• Ausgangstext:
————

«Ich wurde behandelt wie ein bewaffneter Schwerverbrecher: Es war Sadismus pur!»

Die Strafanzeige von Klaus Rozsa gegen die Zürcher Stadtpolizei wird noch diese Woche eingereicht. Der Fotograf leidet nach der Verhaftung durch zwei Polizisten an Schluckbeschwerden und Schmerzen an einer Hand. Im Interview mit presseverein.ch zeigt Rozsa auch die Rechte von Medienschaffenden auf.

Eigentlich wollte der bekannte Zürcher Fotograf Klaus Rozsa nur seinen Beruf ausüben. Als er am letzten Freitag den Polizeieinsatz im Zürcher Hardturm dokumentierte, wurde er von zwei Polizisten aber brutal abgeführt.

Klaus, hast Du gegen die Zürcher Stadtpolizei nun Anzeige eingereicht?

Die Strafanzeige wird noch diese Woche bei der Staatsanwaltschaft durch RA Regula Baehler eingereicht. Hauptpunkte sind: Amtsmissbrauch, Freiheitsberaubung, und Nötigung (Art. 181 StGB: durch Gewalt, Androhung ernstlicher Nachteile oder andere Beschränkung der Handlungsfähigkeit jemanden dazu bringen, etwas zu tun, zu unterlassen oder zu dulden).
 
Hast Du Dich bei Deiner Verhaftung als Fotografen zu erkennen gegeben?

————

• Aufgabe A:
Durch wen wird laut dem Interview mit Klaus Rozsa die Strafanzeige bei der Staatsanwaltschaft eingereicht?
• Aufgabe B:
Nenne alle Hauptpunkte der Strafanzeige, die im Interview mit Klaus Rozsa aufgeführt werden.
• Aufgabe C:
Schreibe das Interview mit Klaus Rozsa im Anschluss an die zuletzt gestellte Frage weiter.

————

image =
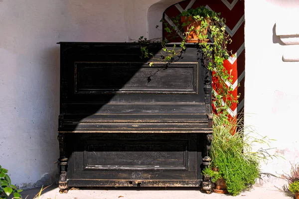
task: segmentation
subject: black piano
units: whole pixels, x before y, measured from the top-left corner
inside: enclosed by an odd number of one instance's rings
[[[201,171],[211,161],[211,75],[198,45],[167,62],[142,58],[138,43],[59,44],[61,192],[210,189]],[[163,59],[160,44],[144,45]]]

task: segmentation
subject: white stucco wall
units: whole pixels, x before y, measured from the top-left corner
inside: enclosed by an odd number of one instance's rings
[[[9,169],[13,183],[41,185],[53,182],[57,174],[56,43],[159,36],[152,29],[154,19],[159,20],[163,10],[178,1],[0,0],[0,164]],[[274,27],[277,20],[299,7],[295,0],[245,1],[245,122],[277,140],[271,146],[286,160],[263,167],[274,174],[288,171],[290,162],[299,161],[299,65],[283,61],[289,47],[282,45]],[[273,187],[273,183],[267,185]]]
[[[41,186],[57,173],[56,43],[148,36],[147,11],[158,1],[0,0],[0,165],[13,183]]]
[[[298,20],[299,9],[298,0],[245,0],[245,123],[276,140],[271,144],[276,148],[270,151],[285,159],[275,159],[262,168],[276,176],[289,173],[290,163],[299,162],[299,62],[283,60],[284,54],[296,46],[285,45],[276,33],[276,22]],[[291,32],[298,21],[289,23]],[[273,189],[286,183],[276,178],[264,180],[263,186]]]

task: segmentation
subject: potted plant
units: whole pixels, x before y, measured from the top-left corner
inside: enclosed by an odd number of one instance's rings
[[[298,164],[295,167],[292,165],[290,174],[282,175],[283,178],[289,183],[289,189],[295,194],[296,199],[299,199],[299,166]]]
[[[175,25],[174,26],[169,27],[167,23],[161,20],[168,37],[177,37],[177,33],[182,33],[183,36],[178,50],[175,45],[173,48],[168,48],[165,45],[167,42],[160,38],[148,39],[141,36],[136,41],[140,44],[142,57],[159,62],[172,62],[176,57],[181,56],[186,49],[186,43],[196,42],[202,50],[205,66],[213,71],[213,76],[219,79],[219,84],[225,90],[225,83],[230,80],[229,73],[223,67],[223,61],[230,56],[231,52],[227,50],[226,46],[231,42],[231,40],[225,32],[225,19],[220,16],[220,14],[201,6],[189,8],[172,18],[171,20]],[[209,39],[207,31],[210,32],[211,43],[207,43]],[[149,51],[145,44],[150,42],[161,43],[162,58],[155,57],[152,52]],[[150,66],[152,65],[152,63],[150,63]]]
[[[225,193],[226,185],[227,192],[233,196],[255,183],[260,177],[260,161],[276,156],[262,148],[253,151],[254,143],[268,144],[269,140],[251,130],[250,127],[244,127],[241,118],[236,121],[231,122],[225,112],[214,114],[212,162],[209,168],[202,171],[204,175],[209,175],[211,181],[216,183],[214,192]],[[233,135],[232,130],[235,129]]]

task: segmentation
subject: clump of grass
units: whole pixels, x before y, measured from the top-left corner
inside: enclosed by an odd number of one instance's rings
[[[299,166],[292,165],[290,174],[283,174],[282,177],[288,181],[289,189],[293,194],[299,192]]]
[[[223,114],[214,115],[211,167],[217,169],[233,196],[255,183],[260,176],[261,161],[275,156],[268,149],[253,151],[253,146],[268,145],[269,140],[243,124],[242,117],[228,119]]]

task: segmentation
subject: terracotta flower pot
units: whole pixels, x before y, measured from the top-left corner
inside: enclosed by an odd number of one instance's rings
[[[186,32],[188,29],[188,27],[191,27],[191,26],[194,26],[195,30],[200,31],[200,27],[201,25],[201,21],[195,21],[191,16],[189,16],[187,18],[186,16],[181,16],[181,21],[182,23],[187,23],[190,21],[191,23],[188,25],[183,27],[184,31]],[[207,27],[204,30],[202,30],[201,33],[206,35],[208,31],[208,27]],[[207,43],[209,41],[209,39],[199,39],[198,35],[196,34],[196,30],[192,30],[190,32],[190,34],[188,36],[188,40],[186,41],[187,43]]]
[[[219,179],[215,183],[215,188],[213,191],[217,194],[228,194],[227,187],[223,178]]]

————

• Lösung A:
Durch Regula Baehler.

• Lösung B:
Amtsmissbrauch, Freiheitsberaubung, Nötigung

• Lösung C:
Ja, widerholt und immer wieder wenn neue Polizisten dazu gekommen sind. Insbesondere habe ich auch den Einsatzleiter der später auf dem Platz erschienen ist, darauf aufmerksam gemacht, dass ich Medienschaffender bin, und als solcher ein Zeugnisverweigerungsrecht besitze, weshalb meine Unterlagen versiegelt werden müssten. Alles ohne Erfolg.
 
War die Verhaftung tatsächlich so brutal?
 
Ja. Mir sind noch nie so brutale und absolut unnachgiebige Polizisten begegnet. Und ich mache den Job seit über dreissig Jahren und habe im In- und Ausland wohl an die 500 Polizeieinsätze erlebt. Ich bin 54 und da turnen zwei Polizisten eine halbe Stunde auf mir rum, drücken, drehen und quetschen und ziehen die Handschellen auf dem Rücken so fest an, dass ich an der rechten Hand heute noch Gefühlsausfälle habe. Mir wurde meine Goldkette vom Hals gerissen, ich habe Schluckbeschwerden, da ein Polizist mich am Hals würgte (siehe Bild)  Ich wurde behandelt wie ein bewaffneter Schwerstverbrecher, und das vor Augen meiner Frau. Das ist Sadismus pur.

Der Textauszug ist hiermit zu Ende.